■ About this exercise ■
Every record below must be written out exactly. Leave out the pictures.

(Region pointing data)
○ ○ ○ ○

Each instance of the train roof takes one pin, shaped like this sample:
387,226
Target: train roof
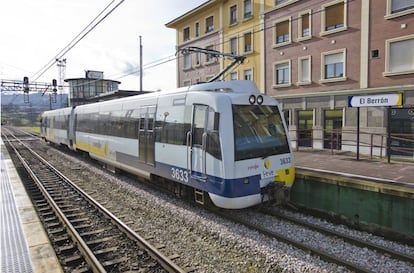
235,86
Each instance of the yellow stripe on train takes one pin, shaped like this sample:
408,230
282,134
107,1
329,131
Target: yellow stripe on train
286,176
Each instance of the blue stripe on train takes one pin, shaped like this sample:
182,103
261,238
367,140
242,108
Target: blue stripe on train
224,187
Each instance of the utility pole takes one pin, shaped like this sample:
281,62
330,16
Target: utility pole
140,63
61,64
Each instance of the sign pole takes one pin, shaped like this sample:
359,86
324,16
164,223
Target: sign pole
389,134
358,128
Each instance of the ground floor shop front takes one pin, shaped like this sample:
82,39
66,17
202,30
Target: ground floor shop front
326,121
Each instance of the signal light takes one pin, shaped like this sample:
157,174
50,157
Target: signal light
26,84
259,99
252,99
54,83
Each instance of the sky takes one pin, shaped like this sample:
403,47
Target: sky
34,32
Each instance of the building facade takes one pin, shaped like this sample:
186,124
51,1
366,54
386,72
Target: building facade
313,56
226,26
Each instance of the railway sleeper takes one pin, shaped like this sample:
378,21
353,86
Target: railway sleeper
57,231
92,232
73,215
81,226
68,248
99,241
53,225
107,264
74,221
104,251
74,259
61,239
67,210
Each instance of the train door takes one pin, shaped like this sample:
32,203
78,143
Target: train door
196,142
146,135
71,128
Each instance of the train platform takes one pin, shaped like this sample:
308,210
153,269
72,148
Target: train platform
24,245
347,164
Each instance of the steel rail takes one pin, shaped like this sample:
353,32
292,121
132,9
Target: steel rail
92,261
280,237
347,238
164,261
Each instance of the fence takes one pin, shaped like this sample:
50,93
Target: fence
371,144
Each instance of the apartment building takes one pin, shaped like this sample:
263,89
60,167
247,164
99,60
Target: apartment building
313,56
232,27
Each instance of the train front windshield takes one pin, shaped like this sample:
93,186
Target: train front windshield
258,131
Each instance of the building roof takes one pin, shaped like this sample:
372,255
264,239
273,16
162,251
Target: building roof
202,7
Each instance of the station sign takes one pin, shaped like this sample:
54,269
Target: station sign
375,100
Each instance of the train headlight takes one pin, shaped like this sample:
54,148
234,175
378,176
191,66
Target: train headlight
259,99
252,99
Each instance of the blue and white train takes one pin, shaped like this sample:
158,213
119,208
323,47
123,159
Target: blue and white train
222,140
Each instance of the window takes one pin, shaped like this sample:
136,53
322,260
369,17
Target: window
258,131
234,76
233,45
248,43
248,74
401,5
304,70
283,3
333,66
187,61
233,15
209,57
304,26
247,9
280,2
209,24
197,59
333,17
186,34
282,32
399,56
197,29
282,73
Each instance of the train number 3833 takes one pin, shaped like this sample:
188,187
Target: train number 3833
179,174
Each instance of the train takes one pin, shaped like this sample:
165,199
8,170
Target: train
222,142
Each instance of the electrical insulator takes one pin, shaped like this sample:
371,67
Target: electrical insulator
54,83
26,84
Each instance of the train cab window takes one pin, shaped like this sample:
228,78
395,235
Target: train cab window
213,137
258,131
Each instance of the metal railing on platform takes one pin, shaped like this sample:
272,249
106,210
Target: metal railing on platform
340,140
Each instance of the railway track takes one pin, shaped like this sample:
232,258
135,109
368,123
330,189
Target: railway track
324,254
86,236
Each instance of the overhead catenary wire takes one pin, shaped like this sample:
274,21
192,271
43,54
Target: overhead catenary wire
91,26
239,34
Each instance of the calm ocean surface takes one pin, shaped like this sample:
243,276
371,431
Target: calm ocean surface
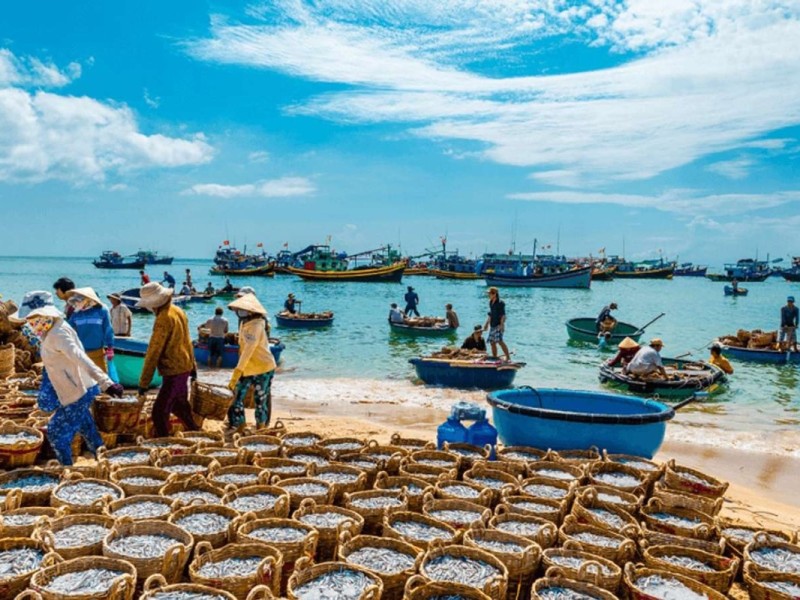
758,398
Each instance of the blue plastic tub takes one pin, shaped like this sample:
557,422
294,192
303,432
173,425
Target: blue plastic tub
573,420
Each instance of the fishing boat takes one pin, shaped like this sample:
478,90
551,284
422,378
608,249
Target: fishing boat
577,420
480,373
114,260
685,378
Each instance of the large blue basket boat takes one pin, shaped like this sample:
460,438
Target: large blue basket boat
572,420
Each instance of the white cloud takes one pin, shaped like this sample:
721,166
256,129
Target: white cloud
283,187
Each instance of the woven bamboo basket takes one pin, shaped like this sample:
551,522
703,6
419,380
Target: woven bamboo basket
121,588
393,583
444,532
292,552
624,551
156,586
279,508
373,517
579,588
29,496
21,453
267,573
535,529
217,539
521,564
757,584
702,529
47,535
413,487
435,509
211,401
343,480
305,573
691,481
593,569
720,578
328,540
633,573
171,564
495,587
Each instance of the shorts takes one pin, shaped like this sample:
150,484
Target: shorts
495,335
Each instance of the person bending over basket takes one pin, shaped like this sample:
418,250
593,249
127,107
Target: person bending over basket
256,364
71,380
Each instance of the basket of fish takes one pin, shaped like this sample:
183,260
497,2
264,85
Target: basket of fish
237,568
75,536
536,529
582,566
468,566
713,570
329,521
394,561
19,445
334,580
150,546
645,584
87,578
264,501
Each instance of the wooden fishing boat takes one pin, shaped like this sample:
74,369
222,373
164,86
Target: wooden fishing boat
583,329
686,378
481,373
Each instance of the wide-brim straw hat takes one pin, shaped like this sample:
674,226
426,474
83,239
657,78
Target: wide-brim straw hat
250,303
153,295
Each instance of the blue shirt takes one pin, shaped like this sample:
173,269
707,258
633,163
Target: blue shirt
94,329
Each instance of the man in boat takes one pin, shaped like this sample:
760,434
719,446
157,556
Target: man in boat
496,323
121,317
604,321
450,316
412,299
647,362
475,341
789,322
718,360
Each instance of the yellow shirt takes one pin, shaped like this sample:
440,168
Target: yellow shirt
721,362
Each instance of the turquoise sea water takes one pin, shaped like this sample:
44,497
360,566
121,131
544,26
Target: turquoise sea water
759,398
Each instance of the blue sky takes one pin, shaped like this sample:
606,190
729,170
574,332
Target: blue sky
672,126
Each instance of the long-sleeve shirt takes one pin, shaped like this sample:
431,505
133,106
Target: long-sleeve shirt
71,372
93,326
170,349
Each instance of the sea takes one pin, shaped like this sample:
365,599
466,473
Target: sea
759,407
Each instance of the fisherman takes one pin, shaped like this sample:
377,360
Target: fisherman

○ ○ ○ ○

■ Solved problem ■
Each instance of the train roof takes one pin, shaped like this sample:
387,226
Target: train roof
235,86
Each instance of the yellow stripe on train takes one pin, shaped like this sample:
408,230
282,134
107,1
329,131
Target: yellow stripe on train
286,176
Each instance of the blue stripe on train takes one pin, shaped like this sample:
182,103
261,238
367,140
242,108
Target: blue stripe on train
224,187
Each instance of the utility pole takes one pin, shaped like this sample:
281,62
330,16
Target: utility pole
140,63
61,64
Each instance of the sign pole takes one pin, shaped like this sample:
359,86
324,16
164,223
Target: sign pole
389,134
358,128
Each instance of the ground floor shop front takes one pin, shaped like this sample:
82,39
66,17
202,30
Target: ground floor shop front
326,121
Each instance of the signal light takes one pin, shaped like this sample:
157,174
50,157
Target: signal light
26,84
259,99
252,99
54,83
Each instance of the sky takes one pin, shaped like this sample:
403,47
Target: sky
34,32
Each instance of the building facade takes one pin, shaped like this sample:
186,124
51,1
366,54
386,72
Target: building facade
313,56
226,26
Each instance of the railway sleeper takes one pin, shaped like this sample:
378,21
353,86
Target: railway sleeper
57,231
92,232
73,215
81,226
68,248
99,241
53,225
107,264
74,221
104,251
74,259
61,239
67,210
Each instance of the train door takes one pin, shaped like this sample:
32,203
78,143
Target: train door
196,142
146,135
71,128
Each instance of the train platform takes one pin, shaped like this sample:
308,210
153,269
72,148
Target: train platform
24,245
347,164
Each instance of the steel rail takes one pin, shaped like this sample:
353,32
292,121
132,9
Target: steel rail
92,261
280,237
347,238
164,261
Each instance of the fence takes one pin, shaped like this sample:
50,93
Target: fence
371,144
Each instance of the apartment building takes one pin, shaped like this sample:
263,89
60,167
247,164
99,60
Target: apartment building
313,56
232,27
Each instance of the train front windshield takes one pin, shaped like this sample:
93,186
Target: train front windshield
258,131
Each instance of the building roof takes one pin, shaped like this sample:
372,255
264,239
273,16
162,251
Target: building roof
202,7
Each instance of the station sign takes one pin, shaped like this sample:
54,269
Target: station sign
375,100
Each instance of the train headlight takes one pin, shaped like this sample:
54,148
234,175
378,176
191,66
Target: train headlight
259,99
252,99
Each instance of the blue and white train takes one pin, shaped like this sample:
158,213
119,208
323,47
123,159
Target: blue and white train
222,140
Each instance of the window takes one pin, shaped like this sample:
136,53
322,260
369,17
Target: window
258,131
234,76
233,45
248,43
248,74
401,5
304,70
283,3
333,66
187,61
233,15
209,57
304,26
247,9
280,2
209,24
197,59
333,17
186,34
282,32
399,56
197,29
282,73
Each instance of the train number 3833 takes one pin, shaped like this sample:
188,187
Target: train number 3833
179,174
Each instance of the train takes one pin, shaped like this sample:
165,199
8,170
Target: train
222,142
Each instance of the electrical insulator takes one pin, shaped like this sample:
371,67
Target: electrical insulator
54,83
26,84
Each instance of the train cab window takes one pin, shaped like this sample:
228,78
395,235
Target: train cab window
213,137
258,131
Each instance of the metal railing on platform takes one pin, shaped like this sample:
272,249
106,210
Target: metal railing on platform
340,140
Each instance of the railway track takes one pin, shaped like this sample:
232,258
135,109
368,123
330,189
Target: railway track
324,254
86,236
Each instance of the overhead catenary wire takes one pin, shaped like this sample:
274,21
192,271
43,54
Target: overhead catenary wire
91,26
239,34
Each instance of the calm ocean surface takes one pin, shaped like this sample:
243,276
371,431
Target: calm ocean surface
758,398
Each instance of the blue plastic tub takes one pin, shaped like this sample:
557,422
294,192
303,432
173,425
Target: blue plastic tub
573,420
Each instance of the fishing boat takes one pin, shaped like this sample:
478,90
551,284
422,378
608,249
Target: fishing boat
577,420
480,373
114,260
685,378
Each instance of the large blue basket boat takes one pin, shaped like this sample:
460,438
Target: large blue basket boat
572,420
Each instance of the white cloud takes one pin, shaped like this sample:
721,166
256,129
Target: white cloud
283,187
Each instance of the woven bamboo basket takes one pin, shaped like this sample:
551,522
703,6
419,380
Target: woven bamboo basket
121,588
393,583
444,532
292,552
624,551
156,586
279,508
373,517
579,588
29,496
21,453
267,573
535,529
217,539
521,564
757,584
702,529
47,535
413,487
435,509
211,401
343,480
305,573
691,481
593,569
720,578
328,540
633,573
171,564
495,587
Each instance of the shorts takes one pin, shaped like this sample:
150,484
Target: shorts
495,335
Each instance of the person bending over basket takes one pin, shaped like this sample:
418,250
593,249
127,107
Target: person bending over basket
256,364
71,380
Each instance of the basket of fish takes one pin, shaped like this sample:
183,260
497,2
264,85
Target: basket of fish
237,568
75,536
536,529
582,566
468,566
713,570
329,521
394,561
19,445
334,580
150,546
645,584
87,578
264,501
Each instance of the wooden fishing boat takes one pin, shaped like this sample:
74,369
222,373
164,86
Target: wooden fishing boat
583,329
686,378
481,373
Each instance of the wide-brim straw hat takes one pin, shaped like this sample:
674,226
426,474
83,239
657,78
Target: wide-brim straw hat
250,303
153,295
Each instance of the blue shirt takes one pin, shaped like this sample:
173,269
707,258
633,163
Target: blue shirt
94,329
Each instance of the man in boat takes one pin, shaped like this sample:
760,434
719,446
157,556
Target: man in boat
496,323
121,317
604,321
450,316
412,299
647,362
475,341
789,322
718,360
Each instance of the yellow shirt takes one pin, shaped like this sample:
440,168
Target: yellow shirt
721,362
Each instance of the turquoise sea water takes one pin, shaped like this sample:
44,497
360,566
121,131
544,26
Target: turquoise sea water
759,398
Each instance of the blue sky takes one pin, shaped like this sample:
606,190
729,170
574,332
Target: blue sky
672,126
Each instance of the long-sleeve shirt takes one pin, shaped like this sample:
431,505
133,106
Target: long-sleeve shirt
71,372
93,326
170,349
Each instance of the sea takes one pin, shaped like this sample:
365,599
466,473
Target: sea
759,407
Each instance of the fisherman takes one pin, shaped like this sample:
377,360
Target: fisherman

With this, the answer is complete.